→ O QUE FAZER
a) Copie do texto sobre as eleições no Reino Unido o trecho entre "2.Mas não, nada" e "pelos media europeus!", inclusive.
b) No texto sobre as eleições no Reino Unido, o que salientaram as capas dos jornais do dia seguinte?
c) Reescreva de forma mais breve o parágrafo do texto sobre as eleições no Reino Unido que começa por "Mas não, nada disso", mantendo os factos principais.

→ TEXTO FORNECIDO
# # #

Reino Unido: o populismo dos anti-populistas

Surpreendido com o desfecho eleitoral no Reino Unido? Sim, podemos afirmar que, de facto, ocorreu uma alteração de padrão de comportamento na eleição que ocorreu na passada quinta-feira

1.Surpreendido com o desfecho eleitoral no Reino Unido? Sim, podemos afirmar que, de facto, ocorreu uma alteração de padrão de comportamento na eleição que ocorreu na passada quinta-feira. Alteração que não se traduziu no veredicto eleitoral, na deliberação democrática do povo britânico – mas, isso sim, na reacção dos media ao resultado obtido pelas várias forças políticas, designadamente pelos tories (partido conservador)  e pelo partido trabalhista.

Expliquemos claramente: julgávamos nós que a imprensa internacional e portuguesa (já reparou que os órgãos de media nacionais, tributários do politicamente correcto na sua versão mais pura e radical, limitam-se, muitas vezes, a reproduzir o que é escrito pelos seus pares estrangeiros com um acriticismo gritante?) iria festejar a derrota de mais um populista em território europeu. Que as capas dos jornais seriam “Corbin perde: populismo derrotado”, “ discurso populista sofre um novo revés – Corbin não vai ser Primeiro-Ministro” , “ Liberdade e Segurança: britânicos optam por Theresa May”, “ Jeremy Corbin: Loser!”, “Jeremy Corbin perde: Europa respira de alívio”.

2.Mas não, nada disso: as capas dos jornais do dia seguinte limitaram-se a salientar a diminuição da presença dos conservadores no Parlamento e o aumento dos deputados do Partido Trabalhista. Ou seja: Theresa May, que ganhou as eleições, foi rotulada como perdedora pelos jornalistas e comentadores; Jeremy Corbin, que perdeu as eleições, foi qualificado como o grande vencedor da noite eleitoral! Parece, pois, ser uma tendência nesta Europa deveras democrática: quem ganha o acto eleitoral, perde; quem perde o acto eleitoral, ganha. Que exemplo de tolerância democrática e liberdade que nos é dada diariamente pelos media europeus!

# # #

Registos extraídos
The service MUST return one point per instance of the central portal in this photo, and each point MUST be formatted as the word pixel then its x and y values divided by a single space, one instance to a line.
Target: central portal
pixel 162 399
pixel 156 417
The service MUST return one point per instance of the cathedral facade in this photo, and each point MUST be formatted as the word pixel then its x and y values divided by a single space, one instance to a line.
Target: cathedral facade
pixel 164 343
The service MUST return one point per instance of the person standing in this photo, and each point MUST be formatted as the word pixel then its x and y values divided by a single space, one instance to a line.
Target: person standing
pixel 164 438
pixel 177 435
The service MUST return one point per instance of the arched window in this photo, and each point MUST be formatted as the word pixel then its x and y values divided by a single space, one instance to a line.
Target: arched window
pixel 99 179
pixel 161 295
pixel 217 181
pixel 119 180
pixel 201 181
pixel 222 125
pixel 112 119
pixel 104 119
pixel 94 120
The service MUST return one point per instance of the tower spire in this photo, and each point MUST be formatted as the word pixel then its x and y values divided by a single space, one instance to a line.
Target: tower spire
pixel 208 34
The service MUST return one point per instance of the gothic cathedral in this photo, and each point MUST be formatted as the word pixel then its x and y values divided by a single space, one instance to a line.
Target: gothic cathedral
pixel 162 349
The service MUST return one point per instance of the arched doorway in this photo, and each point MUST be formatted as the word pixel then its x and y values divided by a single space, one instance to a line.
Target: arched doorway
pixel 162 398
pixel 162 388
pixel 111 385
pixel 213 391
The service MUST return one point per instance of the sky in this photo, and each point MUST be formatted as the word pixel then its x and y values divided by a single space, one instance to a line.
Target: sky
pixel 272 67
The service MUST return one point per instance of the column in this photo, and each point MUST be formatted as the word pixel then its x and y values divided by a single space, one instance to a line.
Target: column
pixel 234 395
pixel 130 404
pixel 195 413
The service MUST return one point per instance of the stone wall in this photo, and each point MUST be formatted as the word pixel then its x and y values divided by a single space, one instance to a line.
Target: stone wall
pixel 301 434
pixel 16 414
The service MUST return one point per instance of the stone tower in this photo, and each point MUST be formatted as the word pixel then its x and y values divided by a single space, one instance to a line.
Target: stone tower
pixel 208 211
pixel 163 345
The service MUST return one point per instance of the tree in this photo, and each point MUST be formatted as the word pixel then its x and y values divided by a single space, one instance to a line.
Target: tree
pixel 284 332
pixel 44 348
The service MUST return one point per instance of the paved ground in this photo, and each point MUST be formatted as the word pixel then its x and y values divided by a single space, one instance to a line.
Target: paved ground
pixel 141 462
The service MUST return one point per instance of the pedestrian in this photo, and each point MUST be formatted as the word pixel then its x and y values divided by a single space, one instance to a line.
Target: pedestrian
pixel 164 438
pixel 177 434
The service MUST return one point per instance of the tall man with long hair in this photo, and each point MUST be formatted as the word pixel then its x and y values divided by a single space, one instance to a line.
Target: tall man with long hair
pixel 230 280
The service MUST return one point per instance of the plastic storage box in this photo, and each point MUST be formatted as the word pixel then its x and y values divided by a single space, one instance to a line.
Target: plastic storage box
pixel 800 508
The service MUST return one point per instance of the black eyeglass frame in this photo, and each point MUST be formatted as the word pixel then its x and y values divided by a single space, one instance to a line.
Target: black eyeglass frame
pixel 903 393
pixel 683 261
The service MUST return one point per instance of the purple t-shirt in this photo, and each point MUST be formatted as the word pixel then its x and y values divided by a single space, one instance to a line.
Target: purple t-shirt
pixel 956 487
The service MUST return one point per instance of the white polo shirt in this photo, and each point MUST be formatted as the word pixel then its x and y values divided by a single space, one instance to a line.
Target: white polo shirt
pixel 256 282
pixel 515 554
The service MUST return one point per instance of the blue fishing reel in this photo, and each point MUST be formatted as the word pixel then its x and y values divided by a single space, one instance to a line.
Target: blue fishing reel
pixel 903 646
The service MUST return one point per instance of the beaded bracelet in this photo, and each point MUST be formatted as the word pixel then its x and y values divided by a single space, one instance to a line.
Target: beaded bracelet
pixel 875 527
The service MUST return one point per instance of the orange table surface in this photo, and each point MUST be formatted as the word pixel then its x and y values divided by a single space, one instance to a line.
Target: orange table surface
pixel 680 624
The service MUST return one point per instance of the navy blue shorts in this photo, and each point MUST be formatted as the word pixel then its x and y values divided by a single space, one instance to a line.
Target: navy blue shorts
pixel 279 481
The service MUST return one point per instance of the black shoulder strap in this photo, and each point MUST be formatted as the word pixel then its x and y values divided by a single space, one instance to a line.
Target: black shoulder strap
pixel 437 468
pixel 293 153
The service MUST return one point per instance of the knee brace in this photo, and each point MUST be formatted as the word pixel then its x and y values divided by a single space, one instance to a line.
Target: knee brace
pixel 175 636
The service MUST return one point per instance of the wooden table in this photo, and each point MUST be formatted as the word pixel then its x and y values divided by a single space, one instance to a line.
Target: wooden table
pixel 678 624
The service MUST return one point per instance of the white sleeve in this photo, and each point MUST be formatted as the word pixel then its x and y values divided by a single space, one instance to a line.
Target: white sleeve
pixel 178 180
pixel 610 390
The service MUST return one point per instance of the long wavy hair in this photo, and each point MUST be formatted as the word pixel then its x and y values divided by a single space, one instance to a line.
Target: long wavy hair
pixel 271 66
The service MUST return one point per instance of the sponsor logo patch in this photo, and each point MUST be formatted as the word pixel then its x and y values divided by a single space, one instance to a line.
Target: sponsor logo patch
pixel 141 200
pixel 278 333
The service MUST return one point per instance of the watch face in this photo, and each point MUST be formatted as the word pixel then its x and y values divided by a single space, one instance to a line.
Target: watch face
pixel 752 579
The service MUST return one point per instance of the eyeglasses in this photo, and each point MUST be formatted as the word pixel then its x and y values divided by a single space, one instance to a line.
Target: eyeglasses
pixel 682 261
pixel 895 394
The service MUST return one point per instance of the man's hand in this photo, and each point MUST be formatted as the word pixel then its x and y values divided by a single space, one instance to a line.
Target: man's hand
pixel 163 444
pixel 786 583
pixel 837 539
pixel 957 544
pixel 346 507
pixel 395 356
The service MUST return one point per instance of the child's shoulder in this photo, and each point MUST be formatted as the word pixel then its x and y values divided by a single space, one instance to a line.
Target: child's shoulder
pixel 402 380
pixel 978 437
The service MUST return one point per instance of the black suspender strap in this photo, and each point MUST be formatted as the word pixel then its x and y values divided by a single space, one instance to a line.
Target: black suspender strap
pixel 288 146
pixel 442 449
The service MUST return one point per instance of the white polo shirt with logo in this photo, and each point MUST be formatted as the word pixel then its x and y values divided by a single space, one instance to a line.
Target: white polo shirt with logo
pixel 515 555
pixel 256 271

# # #

→ SOLUÇÕES POR TAREFA
a)
2.Mas não, nada disso: as capas dos jornais do dia seguinte limitaram-se a salientar a diminuição da presença dos conservadores no Parlamento e o aumento dos deputados do Partido Trabalhista. Ou seja: Theresa May, que ganhou as eleições, foi rotulada como perdedora pelos jornalistas e comentadores; Jeremy Corbin, que perdeu as eleições, foi qualificado como o grande vencedor da noite eleitoral! Parece, pois, ser uma tendência nesta Europa deveras democrática: quem ganha o acto eleitoral, perde; quem perde o acto eleitoral, ganha. Que exemplo de tolerância democrática e liberdade que nos é dada diariamente pelos media europeus!

b) A diminuição da presença dos conservadores no Parlamento e o aumento dos deputados do Partido Trabalhista.

c) As capas dos jornais do dia seguinte limitaram-se a destacar a perda de deputados conservadores no Parlamento e o ganho do Partido Trabalhista. Assim, jornalistas e comentadores rotularam como perdedora Theresa May, que ganhou as eleições. Apresentaram como grande vencedor da noite Jeremy Corbin, que as perdeu. O texto aponta nisto uma tendência europeia: quem ganha o acto eleitoral perde, e quem perde ganha. Termina com uma exclamação sobre o "exemplo de tolerância democrática e liberdade" dado pelos media europeus.